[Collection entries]
>>>>>
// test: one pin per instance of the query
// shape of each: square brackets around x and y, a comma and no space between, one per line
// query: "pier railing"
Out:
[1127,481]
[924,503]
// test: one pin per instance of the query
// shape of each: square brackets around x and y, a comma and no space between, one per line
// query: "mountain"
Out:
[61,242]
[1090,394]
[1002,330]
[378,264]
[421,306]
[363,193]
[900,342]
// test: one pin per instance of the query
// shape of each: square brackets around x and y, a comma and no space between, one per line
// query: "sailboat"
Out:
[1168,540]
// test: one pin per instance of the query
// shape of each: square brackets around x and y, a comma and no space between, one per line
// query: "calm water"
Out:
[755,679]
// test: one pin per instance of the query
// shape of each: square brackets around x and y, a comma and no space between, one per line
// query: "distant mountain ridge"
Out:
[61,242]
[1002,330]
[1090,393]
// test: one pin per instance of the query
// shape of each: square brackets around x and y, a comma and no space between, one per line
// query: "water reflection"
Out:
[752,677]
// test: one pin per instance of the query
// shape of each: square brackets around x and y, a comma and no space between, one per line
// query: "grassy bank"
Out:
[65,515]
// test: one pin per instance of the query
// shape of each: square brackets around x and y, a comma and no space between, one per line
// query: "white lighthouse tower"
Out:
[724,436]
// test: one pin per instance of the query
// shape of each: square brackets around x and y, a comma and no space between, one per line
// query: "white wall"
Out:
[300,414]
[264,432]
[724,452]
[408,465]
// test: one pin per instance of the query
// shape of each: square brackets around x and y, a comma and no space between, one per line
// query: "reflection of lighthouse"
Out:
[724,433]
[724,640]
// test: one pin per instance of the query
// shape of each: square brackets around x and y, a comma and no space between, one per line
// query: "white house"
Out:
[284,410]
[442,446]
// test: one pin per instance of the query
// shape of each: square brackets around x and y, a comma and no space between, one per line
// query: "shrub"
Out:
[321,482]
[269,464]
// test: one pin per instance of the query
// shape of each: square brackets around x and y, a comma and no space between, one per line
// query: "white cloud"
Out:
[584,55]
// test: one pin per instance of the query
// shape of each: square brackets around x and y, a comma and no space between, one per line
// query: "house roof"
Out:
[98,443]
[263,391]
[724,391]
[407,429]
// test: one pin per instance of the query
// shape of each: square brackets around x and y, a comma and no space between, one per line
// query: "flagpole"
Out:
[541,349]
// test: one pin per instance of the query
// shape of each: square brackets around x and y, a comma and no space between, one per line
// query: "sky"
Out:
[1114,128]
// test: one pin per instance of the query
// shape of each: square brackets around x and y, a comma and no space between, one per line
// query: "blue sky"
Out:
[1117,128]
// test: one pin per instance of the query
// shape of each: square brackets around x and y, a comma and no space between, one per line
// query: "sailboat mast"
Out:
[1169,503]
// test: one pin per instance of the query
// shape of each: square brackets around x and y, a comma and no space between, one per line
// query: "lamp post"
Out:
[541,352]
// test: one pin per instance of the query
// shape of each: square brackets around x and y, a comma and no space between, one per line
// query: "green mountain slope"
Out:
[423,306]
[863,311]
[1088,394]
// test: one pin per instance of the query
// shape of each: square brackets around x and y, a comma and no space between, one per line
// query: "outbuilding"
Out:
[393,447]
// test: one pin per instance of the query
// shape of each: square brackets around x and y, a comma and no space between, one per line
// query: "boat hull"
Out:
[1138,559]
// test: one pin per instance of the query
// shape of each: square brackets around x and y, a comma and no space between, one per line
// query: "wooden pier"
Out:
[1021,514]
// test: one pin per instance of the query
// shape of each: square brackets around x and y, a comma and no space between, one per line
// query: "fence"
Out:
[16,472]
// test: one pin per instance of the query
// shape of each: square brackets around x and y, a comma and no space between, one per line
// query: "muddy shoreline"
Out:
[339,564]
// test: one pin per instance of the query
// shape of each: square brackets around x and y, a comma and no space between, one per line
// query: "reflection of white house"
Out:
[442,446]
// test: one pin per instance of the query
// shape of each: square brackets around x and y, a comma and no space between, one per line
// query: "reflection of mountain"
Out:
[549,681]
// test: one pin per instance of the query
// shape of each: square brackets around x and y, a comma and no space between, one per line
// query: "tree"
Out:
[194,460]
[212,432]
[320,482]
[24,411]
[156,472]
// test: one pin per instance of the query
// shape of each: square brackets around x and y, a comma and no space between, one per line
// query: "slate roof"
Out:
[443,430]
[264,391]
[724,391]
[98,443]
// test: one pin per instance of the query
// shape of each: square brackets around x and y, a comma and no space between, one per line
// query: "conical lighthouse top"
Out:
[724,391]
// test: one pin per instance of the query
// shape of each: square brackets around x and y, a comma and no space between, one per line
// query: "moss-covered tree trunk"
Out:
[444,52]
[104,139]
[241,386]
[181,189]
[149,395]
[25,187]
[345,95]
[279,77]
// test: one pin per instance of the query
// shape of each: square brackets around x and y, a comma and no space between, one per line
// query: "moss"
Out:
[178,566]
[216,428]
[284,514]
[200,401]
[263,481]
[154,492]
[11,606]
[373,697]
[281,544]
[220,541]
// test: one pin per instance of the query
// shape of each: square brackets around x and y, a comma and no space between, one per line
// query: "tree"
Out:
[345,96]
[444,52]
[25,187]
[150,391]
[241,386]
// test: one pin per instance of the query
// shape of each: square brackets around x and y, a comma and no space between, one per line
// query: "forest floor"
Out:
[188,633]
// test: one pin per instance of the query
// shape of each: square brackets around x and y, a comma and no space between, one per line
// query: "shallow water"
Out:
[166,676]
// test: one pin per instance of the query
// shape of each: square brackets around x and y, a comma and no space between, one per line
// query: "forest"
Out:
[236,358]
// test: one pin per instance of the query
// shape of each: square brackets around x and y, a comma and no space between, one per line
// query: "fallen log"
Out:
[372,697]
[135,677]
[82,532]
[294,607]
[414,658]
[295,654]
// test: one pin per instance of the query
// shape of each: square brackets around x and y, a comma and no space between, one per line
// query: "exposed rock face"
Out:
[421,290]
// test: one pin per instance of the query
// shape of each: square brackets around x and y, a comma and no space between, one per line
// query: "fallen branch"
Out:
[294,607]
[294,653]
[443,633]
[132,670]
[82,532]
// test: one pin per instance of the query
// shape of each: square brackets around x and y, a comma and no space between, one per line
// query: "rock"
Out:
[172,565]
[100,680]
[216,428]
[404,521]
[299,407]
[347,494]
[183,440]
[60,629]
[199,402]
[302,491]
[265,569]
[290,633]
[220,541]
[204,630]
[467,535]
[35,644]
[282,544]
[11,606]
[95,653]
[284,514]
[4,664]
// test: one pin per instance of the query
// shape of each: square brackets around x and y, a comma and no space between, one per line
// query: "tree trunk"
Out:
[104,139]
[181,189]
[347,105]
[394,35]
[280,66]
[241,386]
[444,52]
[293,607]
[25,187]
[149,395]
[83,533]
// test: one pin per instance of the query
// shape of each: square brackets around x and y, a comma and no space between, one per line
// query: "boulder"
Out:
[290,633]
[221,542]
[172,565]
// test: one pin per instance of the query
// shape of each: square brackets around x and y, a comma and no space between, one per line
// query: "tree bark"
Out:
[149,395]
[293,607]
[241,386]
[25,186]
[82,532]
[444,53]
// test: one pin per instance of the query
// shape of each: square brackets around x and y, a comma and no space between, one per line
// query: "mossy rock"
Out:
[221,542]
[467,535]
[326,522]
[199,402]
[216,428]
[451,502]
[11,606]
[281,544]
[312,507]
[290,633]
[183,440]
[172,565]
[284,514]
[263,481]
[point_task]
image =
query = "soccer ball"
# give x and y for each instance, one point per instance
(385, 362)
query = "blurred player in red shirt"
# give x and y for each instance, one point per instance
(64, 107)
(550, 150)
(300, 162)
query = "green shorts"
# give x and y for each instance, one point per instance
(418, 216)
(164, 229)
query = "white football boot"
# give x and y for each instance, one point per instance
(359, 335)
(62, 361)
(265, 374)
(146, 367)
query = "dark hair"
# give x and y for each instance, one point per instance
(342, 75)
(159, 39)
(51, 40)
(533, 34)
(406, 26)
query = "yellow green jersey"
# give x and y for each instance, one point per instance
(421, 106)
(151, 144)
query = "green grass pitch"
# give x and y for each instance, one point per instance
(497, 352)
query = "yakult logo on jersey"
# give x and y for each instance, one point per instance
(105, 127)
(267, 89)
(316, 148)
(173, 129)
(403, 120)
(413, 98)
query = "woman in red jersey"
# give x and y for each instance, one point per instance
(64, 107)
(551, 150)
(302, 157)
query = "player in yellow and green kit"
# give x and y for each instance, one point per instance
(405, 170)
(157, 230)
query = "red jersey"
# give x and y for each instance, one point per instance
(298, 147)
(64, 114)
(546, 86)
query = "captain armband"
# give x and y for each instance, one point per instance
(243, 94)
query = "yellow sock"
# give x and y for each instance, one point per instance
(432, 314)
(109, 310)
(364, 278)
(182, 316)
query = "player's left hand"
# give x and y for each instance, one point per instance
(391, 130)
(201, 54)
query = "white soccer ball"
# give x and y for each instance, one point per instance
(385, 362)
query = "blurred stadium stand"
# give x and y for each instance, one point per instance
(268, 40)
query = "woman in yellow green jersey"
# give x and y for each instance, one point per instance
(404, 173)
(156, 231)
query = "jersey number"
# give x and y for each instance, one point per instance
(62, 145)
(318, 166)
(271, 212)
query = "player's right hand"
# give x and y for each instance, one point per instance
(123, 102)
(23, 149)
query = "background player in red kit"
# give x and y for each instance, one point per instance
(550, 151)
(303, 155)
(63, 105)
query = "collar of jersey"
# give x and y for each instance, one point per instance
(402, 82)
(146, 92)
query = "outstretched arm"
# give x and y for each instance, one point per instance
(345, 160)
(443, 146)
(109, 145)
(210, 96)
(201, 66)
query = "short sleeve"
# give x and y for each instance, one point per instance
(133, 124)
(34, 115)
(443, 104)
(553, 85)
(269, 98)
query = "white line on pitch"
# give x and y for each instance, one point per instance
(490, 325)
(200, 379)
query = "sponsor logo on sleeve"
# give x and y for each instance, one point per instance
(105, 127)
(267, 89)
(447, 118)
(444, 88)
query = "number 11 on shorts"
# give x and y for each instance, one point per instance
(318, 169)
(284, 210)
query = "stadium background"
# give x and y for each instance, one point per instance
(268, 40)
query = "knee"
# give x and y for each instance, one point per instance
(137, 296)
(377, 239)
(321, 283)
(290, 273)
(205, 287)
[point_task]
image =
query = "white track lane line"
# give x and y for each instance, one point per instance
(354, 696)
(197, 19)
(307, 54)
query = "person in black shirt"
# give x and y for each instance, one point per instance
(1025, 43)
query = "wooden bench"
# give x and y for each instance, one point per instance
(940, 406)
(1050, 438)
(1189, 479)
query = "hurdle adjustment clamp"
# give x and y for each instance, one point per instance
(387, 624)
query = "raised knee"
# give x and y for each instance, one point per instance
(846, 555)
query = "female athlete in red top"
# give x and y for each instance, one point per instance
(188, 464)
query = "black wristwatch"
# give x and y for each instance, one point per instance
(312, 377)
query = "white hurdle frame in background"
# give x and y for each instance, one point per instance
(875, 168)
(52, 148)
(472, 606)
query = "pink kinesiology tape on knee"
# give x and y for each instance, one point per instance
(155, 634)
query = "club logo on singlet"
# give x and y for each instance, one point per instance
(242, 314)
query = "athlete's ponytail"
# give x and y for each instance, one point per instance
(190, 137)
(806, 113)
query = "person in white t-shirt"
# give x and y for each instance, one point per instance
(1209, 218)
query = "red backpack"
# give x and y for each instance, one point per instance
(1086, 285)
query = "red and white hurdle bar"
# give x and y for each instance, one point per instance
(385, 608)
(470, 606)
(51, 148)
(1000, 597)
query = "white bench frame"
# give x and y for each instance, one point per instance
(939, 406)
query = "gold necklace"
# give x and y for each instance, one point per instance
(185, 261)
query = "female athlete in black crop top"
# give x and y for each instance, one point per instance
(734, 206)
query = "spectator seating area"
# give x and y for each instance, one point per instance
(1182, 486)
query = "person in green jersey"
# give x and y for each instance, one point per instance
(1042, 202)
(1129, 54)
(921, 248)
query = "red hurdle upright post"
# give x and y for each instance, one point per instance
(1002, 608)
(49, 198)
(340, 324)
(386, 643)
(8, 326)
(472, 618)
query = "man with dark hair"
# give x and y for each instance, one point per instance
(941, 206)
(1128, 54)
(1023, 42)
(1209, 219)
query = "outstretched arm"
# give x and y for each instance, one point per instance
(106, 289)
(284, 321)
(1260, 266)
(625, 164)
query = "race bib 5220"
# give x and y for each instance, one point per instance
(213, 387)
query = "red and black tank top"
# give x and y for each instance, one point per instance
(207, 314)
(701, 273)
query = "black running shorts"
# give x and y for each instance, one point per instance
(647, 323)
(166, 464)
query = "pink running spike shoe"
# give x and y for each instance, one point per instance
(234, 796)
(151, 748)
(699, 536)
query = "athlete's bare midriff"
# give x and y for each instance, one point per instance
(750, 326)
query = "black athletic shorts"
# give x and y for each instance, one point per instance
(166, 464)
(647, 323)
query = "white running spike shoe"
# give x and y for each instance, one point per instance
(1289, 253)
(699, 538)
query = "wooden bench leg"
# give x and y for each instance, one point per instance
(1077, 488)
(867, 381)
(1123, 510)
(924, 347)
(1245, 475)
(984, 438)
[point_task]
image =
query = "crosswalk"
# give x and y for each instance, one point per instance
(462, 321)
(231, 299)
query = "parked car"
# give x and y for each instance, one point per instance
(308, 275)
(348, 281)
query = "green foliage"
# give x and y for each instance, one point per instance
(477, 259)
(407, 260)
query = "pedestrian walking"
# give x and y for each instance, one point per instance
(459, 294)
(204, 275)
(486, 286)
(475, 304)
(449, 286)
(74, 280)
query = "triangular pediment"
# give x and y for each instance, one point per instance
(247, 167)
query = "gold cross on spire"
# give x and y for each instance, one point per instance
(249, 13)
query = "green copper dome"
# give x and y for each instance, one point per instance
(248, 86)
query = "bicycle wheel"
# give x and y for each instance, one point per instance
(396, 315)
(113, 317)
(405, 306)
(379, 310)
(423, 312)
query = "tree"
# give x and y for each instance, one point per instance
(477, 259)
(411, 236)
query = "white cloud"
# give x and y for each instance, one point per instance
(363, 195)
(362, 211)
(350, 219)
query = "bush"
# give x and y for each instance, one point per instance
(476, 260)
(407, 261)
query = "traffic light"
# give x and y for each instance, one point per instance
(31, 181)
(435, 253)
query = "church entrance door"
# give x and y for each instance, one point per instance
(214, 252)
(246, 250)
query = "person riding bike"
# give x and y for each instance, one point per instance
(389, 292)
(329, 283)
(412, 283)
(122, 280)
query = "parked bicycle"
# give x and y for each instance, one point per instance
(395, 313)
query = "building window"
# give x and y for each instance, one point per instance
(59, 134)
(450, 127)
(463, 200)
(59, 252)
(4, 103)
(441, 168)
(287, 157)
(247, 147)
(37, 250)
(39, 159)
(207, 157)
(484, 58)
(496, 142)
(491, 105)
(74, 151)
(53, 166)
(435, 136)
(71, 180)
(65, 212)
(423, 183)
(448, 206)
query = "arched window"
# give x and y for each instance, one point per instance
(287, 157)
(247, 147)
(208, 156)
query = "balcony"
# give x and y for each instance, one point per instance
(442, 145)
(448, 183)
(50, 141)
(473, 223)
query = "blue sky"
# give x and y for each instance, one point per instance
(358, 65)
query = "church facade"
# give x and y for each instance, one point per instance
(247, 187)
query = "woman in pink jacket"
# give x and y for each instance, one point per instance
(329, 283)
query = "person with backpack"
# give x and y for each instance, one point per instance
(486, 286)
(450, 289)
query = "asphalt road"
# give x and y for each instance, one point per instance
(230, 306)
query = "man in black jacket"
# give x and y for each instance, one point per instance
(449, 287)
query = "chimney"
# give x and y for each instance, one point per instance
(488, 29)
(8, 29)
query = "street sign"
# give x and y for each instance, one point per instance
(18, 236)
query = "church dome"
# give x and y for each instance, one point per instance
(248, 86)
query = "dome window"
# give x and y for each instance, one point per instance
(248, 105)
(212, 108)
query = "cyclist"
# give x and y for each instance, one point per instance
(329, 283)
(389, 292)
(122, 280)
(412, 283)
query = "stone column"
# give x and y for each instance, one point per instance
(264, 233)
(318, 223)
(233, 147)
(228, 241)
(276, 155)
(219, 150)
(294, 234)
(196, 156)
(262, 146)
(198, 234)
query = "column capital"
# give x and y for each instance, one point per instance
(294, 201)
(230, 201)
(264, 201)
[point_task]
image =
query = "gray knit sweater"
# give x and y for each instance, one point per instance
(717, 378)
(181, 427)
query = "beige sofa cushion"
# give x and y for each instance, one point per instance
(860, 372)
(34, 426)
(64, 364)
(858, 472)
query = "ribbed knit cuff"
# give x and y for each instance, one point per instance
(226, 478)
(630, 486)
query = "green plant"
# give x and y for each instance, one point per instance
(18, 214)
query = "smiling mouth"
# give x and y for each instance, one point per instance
<<<<<
▸ **Requirement**: Check each line above for the string "wooden" and copy every line that has it.

▸ **Answer box**:
// query: "wooden pier"
query = "wooden bench"
query = "wooden bench leg"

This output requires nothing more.